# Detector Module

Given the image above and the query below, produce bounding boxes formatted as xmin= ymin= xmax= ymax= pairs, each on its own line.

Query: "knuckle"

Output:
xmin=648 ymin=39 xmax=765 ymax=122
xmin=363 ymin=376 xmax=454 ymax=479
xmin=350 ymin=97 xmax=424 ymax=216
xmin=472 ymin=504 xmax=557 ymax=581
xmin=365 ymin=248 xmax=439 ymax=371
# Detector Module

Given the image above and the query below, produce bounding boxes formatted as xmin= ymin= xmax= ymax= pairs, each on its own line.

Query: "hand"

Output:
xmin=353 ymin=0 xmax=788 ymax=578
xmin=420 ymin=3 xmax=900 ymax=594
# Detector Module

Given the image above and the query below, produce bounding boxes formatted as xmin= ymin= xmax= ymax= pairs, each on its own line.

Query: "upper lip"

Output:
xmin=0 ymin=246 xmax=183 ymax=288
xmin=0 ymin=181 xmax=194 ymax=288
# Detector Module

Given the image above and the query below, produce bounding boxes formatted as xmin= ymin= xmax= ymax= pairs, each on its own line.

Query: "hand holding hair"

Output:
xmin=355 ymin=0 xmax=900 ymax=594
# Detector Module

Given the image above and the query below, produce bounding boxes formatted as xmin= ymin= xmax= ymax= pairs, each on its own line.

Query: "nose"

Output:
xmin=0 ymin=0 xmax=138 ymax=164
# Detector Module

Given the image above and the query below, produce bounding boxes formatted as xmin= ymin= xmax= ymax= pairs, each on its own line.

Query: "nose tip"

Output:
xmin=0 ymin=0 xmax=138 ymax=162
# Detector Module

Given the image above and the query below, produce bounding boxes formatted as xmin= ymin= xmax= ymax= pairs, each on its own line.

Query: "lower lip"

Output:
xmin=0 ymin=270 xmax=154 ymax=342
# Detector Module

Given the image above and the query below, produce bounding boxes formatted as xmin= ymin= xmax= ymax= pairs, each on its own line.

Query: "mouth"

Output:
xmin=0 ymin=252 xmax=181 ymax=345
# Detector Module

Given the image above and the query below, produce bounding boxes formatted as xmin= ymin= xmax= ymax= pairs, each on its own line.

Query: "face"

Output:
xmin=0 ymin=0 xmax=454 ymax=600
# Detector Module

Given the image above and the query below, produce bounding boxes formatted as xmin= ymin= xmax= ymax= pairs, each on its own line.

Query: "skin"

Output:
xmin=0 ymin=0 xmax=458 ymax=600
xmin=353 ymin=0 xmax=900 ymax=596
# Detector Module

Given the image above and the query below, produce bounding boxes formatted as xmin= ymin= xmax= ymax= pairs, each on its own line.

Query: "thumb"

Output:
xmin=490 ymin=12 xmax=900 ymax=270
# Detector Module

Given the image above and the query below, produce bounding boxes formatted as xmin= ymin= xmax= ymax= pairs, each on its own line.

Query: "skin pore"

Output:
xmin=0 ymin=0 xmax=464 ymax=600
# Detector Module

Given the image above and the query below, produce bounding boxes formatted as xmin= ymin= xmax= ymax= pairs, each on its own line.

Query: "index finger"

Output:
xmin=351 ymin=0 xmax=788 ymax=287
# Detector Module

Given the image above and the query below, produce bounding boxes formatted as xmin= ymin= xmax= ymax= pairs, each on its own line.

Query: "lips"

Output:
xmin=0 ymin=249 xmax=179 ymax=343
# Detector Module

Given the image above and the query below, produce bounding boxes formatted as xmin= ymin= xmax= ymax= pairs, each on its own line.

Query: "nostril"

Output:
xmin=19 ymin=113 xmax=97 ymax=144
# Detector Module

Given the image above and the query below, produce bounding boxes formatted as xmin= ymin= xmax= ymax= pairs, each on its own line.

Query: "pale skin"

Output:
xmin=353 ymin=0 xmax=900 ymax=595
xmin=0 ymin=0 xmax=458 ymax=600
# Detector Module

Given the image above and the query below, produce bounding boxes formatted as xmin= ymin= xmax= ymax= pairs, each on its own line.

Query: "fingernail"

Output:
==
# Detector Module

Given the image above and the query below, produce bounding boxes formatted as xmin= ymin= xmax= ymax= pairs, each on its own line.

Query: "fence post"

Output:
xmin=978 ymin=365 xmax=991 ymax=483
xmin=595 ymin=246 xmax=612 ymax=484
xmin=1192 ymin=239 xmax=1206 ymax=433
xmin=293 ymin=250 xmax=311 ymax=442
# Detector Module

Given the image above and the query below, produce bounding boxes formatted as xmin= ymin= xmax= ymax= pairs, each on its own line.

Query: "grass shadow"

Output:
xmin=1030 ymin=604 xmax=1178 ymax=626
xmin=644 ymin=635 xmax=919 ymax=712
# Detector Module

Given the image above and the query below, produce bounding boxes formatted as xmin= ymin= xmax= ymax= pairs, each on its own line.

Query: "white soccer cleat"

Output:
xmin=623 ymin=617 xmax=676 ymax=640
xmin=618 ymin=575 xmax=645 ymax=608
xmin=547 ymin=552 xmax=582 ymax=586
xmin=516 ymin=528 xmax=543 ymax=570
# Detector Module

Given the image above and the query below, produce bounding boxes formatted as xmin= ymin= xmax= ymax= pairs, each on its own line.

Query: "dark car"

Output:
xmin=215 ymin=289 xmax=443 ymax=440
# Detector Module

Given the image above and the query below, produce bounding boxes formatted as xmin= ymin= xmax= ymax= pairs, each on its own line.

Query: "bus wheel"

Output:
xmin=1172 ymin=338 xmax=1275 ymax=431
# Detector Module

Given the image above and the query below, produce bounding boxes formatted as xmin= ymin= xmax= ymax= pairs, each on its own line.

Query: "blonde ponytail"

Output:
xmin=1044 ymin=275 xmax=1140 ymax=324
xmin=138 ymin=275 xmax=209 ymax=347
--
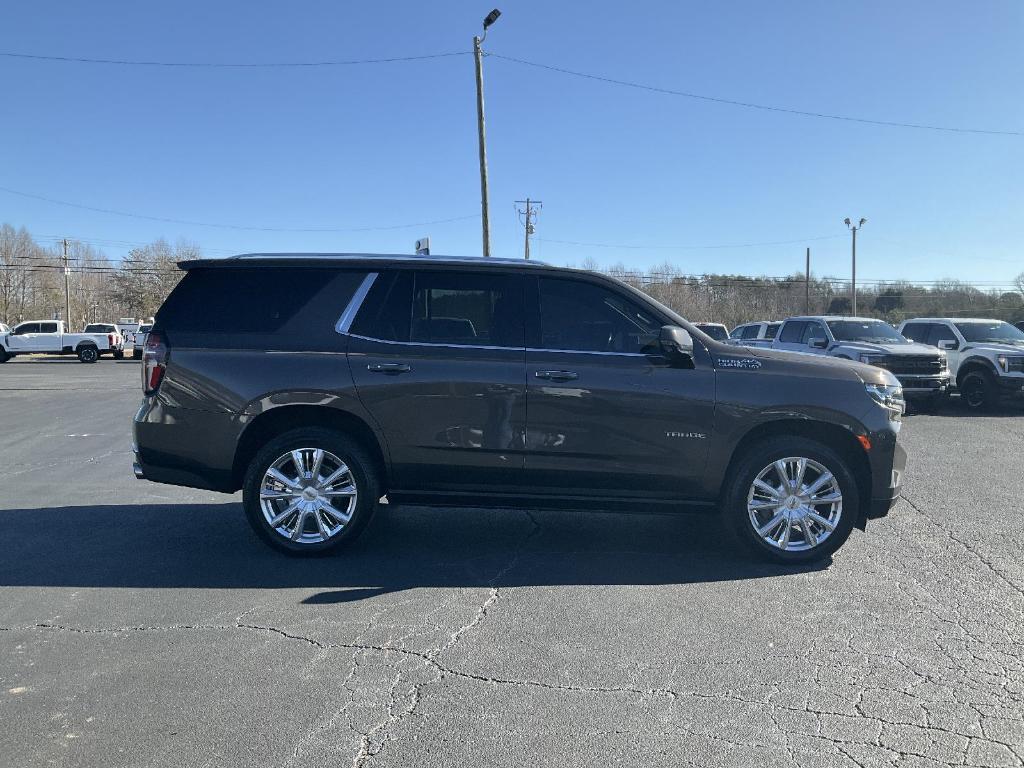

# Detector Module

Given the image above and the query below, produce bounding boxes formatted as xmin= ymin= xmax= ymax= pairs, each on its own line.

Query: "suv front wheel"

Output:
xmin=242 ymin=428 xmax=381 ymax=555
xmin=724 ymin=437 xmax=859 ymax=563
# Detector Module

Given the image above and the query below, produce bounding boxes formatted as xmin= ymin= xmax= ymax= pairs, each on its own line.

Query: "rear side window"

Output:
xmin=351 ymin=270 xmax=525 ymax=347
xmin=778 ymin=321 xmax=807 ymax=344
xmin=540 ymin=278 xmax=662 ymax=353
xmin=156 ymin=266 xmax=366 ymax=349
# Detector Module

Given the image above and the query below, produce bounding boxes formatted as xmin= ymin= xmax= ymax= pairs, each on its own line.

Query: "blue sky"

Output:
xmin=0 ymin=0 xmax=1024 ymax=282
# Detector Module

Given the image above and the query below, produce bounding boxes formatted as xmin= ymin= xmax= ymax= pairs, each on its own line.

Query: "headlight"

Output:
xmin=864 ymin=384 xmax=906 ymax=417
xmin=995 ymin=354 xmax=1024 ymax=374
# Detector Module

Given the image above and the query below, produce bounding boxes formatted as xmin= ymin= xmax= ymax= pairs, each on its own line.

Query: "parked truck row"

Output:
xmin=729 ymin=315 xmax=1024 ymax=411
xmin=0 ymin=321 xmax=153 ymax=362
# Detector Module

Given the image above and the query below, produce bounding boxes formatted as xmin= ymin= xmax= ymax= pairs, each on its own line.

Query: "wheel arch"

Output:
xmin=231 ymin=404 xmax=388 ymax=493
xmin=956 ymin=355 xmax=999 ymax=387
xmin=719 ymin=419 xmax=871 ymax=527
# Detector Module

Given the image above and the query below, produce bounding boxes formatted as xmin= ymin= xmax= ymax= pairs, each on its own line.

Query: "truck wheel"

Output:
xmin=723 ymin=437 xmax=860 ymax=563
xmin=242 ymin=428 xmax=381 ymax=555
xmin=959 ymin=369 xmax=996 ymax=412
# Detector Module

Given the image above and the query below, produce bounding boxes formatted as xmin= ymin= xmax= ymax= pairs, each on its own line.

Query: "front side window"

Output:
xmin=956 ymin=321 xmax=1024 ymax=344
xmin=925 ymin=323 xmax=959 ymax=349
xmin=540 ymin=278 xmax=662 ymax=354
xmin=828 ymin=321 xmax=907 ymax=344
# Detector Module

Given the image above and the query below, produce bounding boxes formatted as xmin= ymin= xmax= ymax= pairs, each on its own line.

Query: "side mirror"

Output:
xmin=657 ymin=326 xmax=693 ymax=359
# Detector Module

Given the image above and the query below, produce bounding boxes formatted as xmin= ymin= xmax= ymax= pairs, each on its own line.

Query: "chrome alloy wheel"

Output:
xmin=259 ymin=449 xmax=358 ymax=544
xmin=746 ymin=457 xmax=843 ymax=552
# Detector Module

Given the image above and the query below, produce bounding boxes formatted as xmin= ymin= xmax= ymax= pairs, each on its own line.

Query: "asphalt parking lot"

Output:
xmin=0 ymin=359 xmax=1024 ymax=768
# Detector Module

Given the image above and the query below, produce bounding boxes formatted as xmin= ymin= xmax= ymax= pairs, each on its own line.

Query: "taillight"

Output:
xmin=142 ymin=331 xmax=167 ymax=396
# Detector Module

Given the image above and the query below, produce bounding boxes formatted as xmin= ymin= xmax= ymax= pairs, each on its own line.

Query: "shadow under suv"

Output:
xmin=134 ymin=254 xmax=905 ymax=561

** Aim **
Pick out every line in the records that contains the string "side", treating uppercase and lowercase as different, and copy each one.

** Full output **
Query: "rear side window"
Query: "front side window"
Query: "side mirror"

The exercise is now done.